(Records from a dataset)

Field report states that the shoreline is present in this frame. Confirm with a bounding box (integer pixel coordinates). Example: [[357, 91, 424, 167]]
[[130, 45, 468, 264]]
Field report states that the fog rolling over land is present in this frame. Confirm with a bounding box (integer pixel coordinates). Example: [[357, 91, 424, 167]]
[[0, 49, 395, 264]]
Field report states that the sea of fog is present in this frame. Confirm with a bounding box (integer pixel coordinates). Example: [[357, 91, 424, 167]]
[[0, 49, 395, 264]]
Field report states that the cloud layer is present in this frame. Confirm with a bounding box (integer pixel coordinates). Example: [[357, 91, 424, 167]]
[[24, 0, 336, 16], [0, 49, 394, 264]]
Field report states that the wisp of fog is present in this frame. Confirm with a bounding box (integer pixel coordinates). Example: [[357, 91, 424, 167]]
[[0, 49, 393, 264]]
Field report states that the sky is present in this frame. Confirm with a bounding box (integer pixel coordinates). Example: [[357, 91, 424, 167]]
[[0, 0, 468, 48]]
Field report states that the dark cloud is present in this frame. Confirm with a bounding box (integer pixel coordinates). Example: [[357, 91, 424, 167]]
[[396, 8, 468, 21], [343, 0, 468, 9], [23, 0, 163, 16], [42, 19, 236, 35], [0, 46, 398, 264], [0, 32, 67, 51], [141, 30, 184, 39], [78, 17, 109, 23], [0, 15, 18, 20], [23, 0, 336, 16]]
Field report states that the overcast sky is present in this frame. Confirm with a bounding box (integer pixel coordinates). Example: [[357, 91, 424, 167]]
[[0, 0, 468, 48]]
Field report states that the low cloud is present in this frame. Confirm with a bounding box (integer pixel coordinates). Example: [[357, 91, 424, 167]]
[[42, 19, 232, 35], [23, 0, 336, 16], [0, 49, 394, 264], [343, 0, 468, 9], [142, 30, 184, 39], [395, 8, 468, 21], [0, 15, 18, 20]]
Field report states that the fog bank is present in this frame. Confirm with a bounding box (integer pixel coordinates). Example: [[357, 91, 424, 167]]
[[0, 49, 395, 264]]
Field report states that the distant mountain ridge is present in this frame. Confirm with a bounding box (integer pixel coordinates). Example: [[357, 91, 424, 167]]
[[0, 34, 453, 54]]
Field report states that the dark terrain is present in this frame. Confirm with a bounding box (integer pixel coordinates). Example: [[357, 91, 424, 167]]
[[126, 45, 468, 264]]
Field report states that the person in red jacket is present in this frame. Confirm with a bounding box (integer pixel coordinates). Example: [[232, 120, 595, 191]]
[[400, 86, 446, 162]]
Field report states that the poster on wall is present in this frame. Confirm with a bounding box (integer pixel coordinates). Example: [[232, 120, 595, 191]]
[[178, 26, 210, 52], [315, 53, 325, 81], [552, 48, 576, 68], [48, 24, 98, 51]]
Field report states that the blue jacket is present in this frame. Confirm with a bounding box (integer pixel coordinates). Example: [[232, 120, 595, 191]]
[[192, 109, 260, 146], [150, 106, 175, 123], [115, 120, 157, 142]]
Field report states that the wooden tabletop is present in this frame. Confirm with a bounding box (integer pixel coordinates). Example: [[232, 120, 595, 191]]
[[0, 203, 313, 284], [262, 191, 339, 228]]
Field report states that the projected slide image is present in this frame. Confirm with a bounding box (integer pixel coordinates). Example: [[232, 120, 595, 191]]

## Directive
Copy all of the rows above word for word, with nothing changed.

## Final result
Field report states that the shoreline is present in this frame. Confirm with a bounding box (integer pixel coordinates). Example: [[357, 91, 424, 167]]
[[130, 45, 468, 264]]
Field report states that the fog rolling over land is present in this frame. Confirm with a bounding box (integer pixel coordinates). Example: [[357, 91, 424, 167]]
[[0, 49, 395, 264]]
Field report states that the sea of fog is present in this frame. Confirm with a bounding box (integer pixel coordinates). Example: [[357, 91, 424, 167]]
[[0, 49, 395, 264]]
Field report states that the cloud layer is present in this frame. Confirm with a bounding box (integer pixel coordinates). Example: [[357, 91, 424, 167]]
[[24, 0, 336, 16], [0, 49, 394, 264]]
Field report states that the wisp of fog is present in this frame. Confirm with a bounding box (integer pixel coordinates). Example: [[357, 91, 424, 167]]
[[0, 49, 393, 264]]
Field report states that the sky is present in this frame. Confirm with a bounding box (integer pixel coordinates). Example: [[357, 91, 424, 167]]
[[0, 0, 468, 48]]
Field report states that the dark cloud is present in this frame. Confirm with a bounding box (integer pixel coordinates). Example: [[357, 91, 424, 167]]
[[396, 8, 468, 21], [343, 0, 468, 9], [23, 0, 163, 16], [42, 19, 236, 35], [0, 46, 398, 264], [0, 32, 67, 51], [141, 30, 184, 39], [78, 17, 109, 23], [0, 15, 18, 20], [23, 0, 336, 16]]
Field report states that the overcast sky is present in this frame. Confirm with a bounding box (integer pixel coordinates). Example: [[357, 91, 424, 167]]
[[0, 0, 468, 48]]
Field report states that the low cloud is present in this frame. Confirm with a bounding box (integer pixel coordinates). Example: [[357, 91, 424, 167]]
[[42, 19, 232, 35], [23, 0, 336, 16], [0, 49, 394, 264], [343, 0, 468, 9], [142, 30, 184, 39], [395, 8, 468, 21], [0, 15, 18, 20]]
Field report states that the fog bank is present in this frame. Confirm with a bounding box (integer pixel coordinates). Example: [[357, 91, 424, 167]]
[[0, 49, 395, 264]]
Field report states that the distant mountain ridge is present in this frame. Confirm with a bounding box (integer pixel coordinates). Example: [[357, 91, 424, 167]]
[[0, 34, 453, 54]]
Field report states that the dark terrain is present in this frame. Confirm with a bounding box (integer pixel coordinates). Example: [[357, 91, 424, 167]]
[[126, 45, 468, 264]]
Field report states that the person in red jacket is present in this frame. Confirm with a bounding box (integer pixel coordinates). Example: [[232, 120, 595, 191]]
[[400, 86, 446, 162]]
Field report states that the poster on wall is present in this frame. Confirm with a bounding box (integer pixel coordinates). Example: [[232, 120, 595, 191]]
[[178, 26, 210, 52], [315, 53, 325, 81], [552, 48, 576, 68], [48, 24, 98, 51]]
Field report states that the blue jacket is present in this frame. Confirm with a bounding box (integer pixel coordinates). Example: [[232, 120, 595, 191]]
[[192, 109, 260, 146], [150, 106, 175, 123], [115, 120, 157, 142]]
Field report states that the wooden tabletop is present in this frame. Confirm with a bounding box (integer pixel coordinates). Example: [[232, 120, 595, 191]]
[[0, 203, 313, 284], [262, 191, 339, 228]]
Field report states that the projected slide image is present in this frame. Confirm with a bounding box (integer pixel coordinates). Example: [[232, 120, 595, 191]]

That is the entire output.